**Activity:** Using the entries below, copy out all lines where "trim" is found.

Image point grounding data:
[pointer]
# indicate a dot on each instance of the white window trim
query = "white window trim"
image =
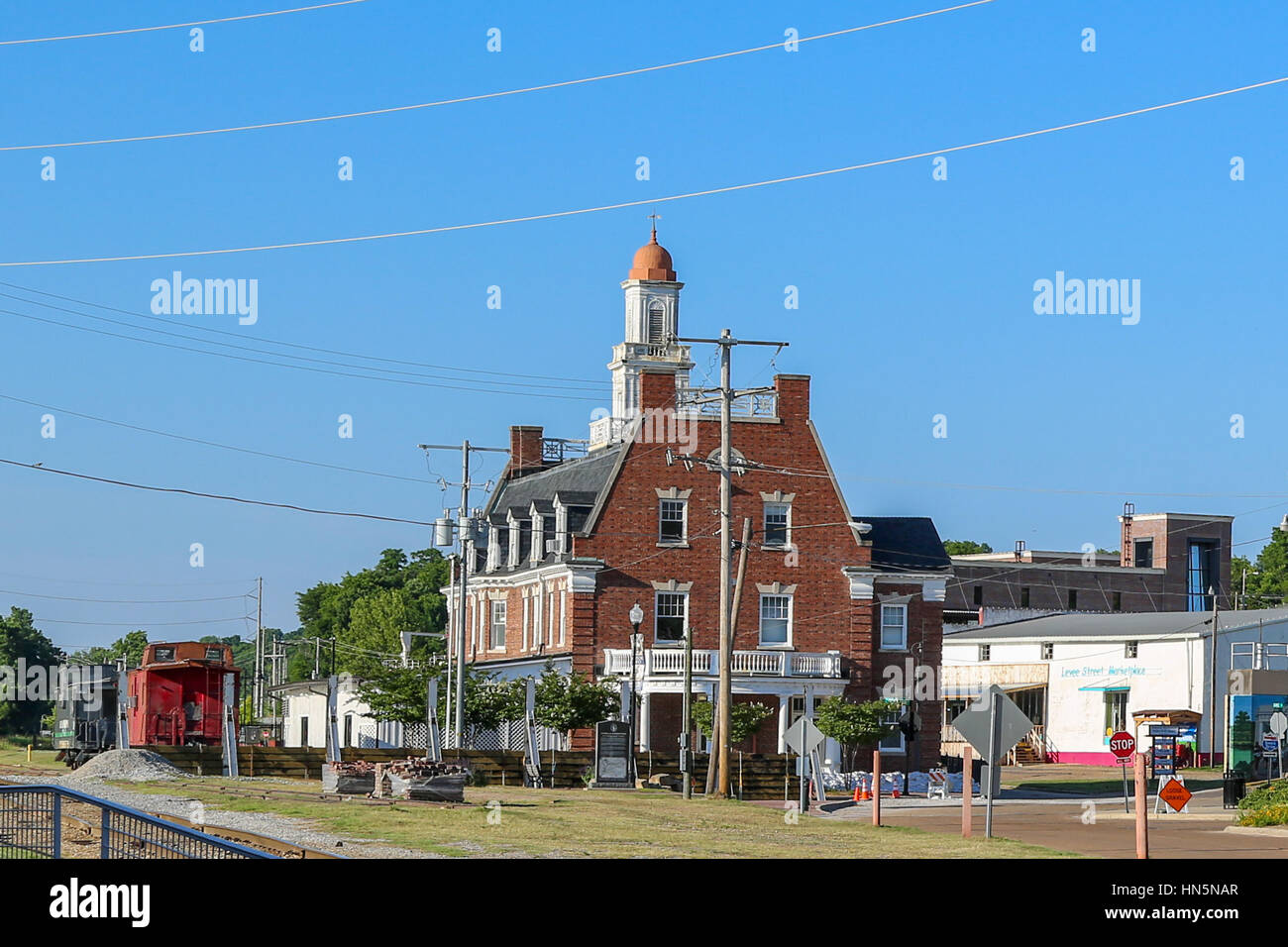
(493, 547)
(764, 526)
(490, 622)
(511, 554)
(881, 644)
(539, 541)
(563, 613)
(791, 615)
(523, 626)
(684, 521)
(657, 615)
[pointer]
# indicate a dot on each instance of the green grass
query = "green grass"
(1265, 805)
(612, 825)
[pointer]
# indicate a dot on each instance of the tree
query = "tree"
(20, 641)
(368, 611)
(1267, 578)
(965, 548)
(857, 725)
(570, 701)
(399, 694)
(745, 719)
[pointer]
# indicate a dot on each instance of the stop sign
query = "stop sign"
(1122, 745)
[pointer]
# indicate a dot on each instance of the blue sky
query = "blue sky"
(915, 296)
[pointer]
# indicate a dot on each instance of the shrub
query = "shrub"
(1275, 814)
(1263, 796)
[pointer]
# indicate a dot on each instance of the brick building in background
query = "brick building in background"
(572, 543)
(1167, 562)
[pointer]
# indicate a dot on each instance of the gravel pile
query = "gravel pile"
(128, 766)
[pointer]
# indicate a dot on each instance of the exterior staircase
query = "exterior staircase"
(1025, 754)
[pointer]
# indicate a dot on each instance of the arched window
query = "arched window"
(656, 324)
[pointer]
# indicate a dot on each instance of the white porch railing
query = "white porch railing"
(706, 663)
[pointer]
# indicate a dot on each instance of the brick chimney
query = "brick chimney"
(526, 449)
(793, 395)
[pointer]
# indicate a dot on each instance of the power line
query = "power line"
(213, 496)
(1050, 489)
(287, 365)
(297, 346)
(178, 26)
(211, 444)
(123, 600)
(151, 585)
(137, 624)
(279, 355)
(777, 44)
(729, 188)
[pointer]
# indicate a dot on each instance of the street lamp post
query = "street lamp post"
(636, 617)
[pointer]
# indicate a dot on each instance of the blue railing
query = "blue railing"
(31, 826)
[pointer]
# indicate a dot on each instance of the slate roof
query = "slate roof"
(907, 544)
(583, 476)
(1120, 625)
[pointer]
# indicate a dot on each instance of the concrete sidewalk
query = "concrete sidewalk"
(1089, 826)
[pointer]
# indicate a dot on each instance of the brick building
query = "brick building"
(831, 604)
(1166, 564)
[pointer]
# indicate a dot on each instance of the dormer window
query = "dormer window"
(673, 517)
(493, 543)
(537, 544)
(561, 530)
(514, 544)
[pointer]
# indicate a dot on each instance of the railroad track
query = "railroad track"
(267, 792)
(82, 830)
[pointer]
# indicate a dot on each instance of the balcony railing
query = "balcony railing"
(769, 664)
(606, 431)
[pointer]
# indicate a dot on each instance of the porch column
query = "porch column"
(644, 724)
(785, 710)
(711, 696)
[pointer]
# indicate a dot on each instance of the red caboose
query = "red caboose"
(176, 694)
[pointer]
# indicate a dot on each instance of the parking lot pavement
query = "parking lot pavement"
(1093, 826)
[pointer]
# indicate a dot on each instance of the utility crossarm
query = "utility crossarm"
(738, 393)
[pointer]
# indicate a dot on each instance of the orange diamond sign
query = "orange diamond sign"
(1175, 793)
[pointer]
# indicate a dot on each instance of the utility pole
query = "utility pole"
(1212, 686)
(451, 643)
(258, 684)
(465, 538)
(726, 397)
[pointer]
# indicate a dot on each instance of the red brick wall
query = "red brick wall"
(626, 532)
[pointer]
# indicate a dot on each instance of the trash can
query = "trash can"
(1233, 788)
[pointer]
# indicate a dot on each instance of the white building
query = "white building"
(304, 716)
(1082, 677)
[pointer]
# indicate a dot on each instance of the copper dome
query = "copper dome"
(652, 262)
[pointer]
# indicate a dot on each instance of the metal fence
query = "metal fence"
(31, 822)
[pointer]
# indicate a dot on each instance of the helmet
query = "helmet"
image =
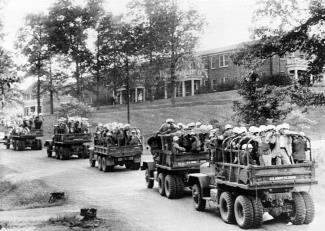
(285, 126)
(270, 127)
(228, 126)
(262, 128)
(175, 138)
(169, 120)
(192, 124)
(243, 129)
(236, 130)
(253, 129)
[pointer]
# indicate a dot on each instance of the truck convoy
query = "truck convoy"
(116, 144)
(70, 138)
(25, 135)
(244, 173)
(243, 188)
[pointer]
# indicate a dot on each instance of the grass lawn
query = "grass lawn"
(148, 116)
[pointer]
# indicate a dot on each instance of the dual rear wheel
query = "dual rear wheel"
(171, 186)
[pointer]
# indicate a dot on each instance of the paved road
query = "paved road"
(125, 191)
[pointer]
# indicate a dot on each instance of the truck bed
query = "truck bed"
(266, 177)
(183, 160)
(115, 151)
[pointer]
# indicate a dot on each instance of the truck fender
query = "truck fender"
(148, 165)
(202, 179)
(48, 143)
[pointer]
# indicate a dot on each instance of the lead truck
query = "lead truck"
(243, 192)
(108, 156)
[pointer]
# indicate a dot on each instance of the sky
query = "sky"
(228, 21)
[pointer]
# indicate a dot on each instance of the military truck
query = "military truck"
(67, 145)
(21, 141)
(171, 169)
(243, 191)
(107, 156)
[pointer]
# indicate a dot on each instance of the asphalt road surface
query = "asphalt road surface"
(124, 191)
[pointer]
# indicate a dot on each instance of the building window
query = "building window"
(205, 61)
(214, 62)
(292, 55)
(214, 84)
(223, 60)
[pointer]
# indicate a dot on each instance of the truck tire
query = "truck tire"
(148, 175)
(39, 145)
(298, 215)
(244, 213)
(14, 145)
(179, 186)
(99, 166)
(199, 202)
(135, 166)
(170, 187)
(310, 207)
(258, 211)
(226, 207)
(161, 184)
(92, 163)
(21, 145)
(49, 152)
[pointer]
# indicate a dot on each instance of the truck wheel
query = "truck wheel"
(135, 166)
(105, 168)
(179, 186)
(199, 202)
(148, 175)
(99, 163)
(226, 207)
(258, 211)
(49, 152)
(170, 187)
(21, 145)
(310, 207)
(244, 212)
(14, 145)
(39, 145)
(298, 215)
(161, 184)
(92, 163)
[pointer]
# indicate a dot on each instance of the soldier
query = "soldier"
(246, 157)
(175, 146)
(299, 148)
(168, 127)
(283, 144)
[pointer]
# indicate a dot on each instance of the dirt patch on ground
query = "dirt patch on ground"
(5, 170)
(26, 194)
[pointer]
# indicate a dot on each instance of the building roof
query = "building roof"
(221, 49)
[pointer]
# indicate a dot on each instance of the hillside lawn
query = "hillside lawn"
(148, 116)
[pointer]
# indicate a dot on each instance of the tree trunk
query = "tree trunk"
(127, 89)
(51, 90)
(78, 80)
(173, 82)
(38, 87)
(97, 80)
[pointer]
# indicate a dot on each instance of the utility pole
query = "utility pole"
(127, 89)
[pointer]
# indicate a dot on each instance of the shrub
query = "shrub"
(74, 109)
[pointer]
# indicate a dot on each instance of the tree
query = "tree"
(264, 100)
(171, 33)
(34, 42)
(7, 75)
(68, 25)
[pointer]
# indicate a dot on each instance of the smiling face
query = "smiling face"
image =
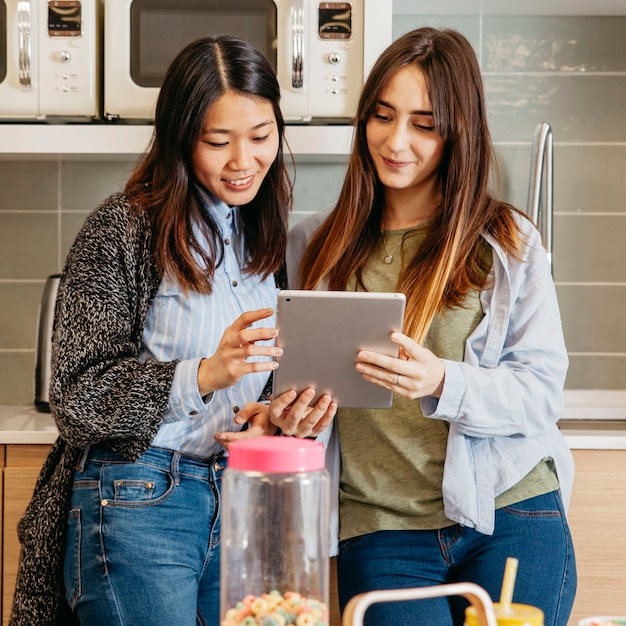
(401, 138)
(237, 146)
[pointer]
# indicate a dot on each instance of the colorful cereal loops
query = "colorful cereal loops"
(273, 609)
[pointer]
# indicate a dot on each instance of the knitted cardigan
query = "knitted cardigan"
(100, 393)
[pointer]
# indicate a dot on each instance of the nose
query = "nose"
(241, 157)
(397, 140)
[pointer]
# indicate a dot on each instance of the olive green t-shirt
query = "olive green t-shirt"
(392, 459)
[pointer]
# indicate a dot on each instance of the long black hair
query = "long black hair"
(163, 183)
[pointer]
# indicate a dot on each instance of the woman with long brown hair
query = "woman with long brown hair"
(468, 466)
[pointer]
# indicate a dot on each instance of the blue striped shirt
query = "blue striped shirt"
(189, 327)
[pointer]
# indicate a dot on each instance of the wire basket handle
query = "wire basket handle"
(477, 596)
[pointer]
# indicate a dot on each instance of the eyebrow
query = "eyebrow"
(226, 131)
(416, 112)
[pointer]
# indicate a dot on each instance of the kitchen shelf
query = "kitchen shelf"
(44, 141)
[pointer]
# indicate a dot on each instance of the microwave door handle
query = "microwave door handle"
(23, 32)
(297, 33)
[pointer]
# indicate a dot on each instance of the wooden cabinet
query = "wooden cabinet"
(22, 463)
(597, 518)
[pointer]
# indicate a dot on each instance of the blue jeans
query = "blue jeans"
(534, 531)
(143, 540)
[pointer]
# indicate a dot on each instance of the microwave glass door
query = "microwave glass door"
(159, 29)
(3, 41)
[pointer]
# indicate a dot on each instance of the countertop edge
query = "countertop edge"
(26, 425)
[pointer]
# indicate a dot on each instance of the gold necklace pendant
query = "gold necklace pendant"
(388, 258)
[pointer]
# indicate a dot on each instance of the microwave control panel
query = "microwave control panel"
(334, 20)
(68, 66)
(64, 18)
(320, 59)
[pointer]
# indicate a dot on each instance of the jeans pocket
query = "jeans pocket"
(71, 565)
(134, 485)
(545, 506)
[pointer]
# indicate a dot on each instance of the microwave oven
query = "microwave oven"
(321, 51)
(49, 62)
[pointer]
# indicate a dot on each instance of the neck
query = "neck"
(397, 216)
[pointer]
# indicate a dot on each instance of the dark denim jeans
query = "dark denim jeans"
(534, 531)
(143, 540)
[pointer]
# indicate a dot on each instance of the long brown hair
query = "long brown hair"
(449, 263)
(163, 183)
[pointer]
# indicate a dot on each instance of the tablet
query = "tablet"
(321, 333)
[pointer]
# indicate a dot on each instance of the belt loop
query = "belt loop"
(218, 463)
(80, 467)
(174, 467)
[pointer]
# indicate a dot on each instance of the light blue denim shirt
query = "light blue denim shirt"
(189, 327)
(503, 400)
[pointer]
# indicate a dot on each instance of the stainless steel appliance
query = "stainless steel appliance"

**Finished task:**
# indicate a dot on each instance of the white window trim
query = "white window trim"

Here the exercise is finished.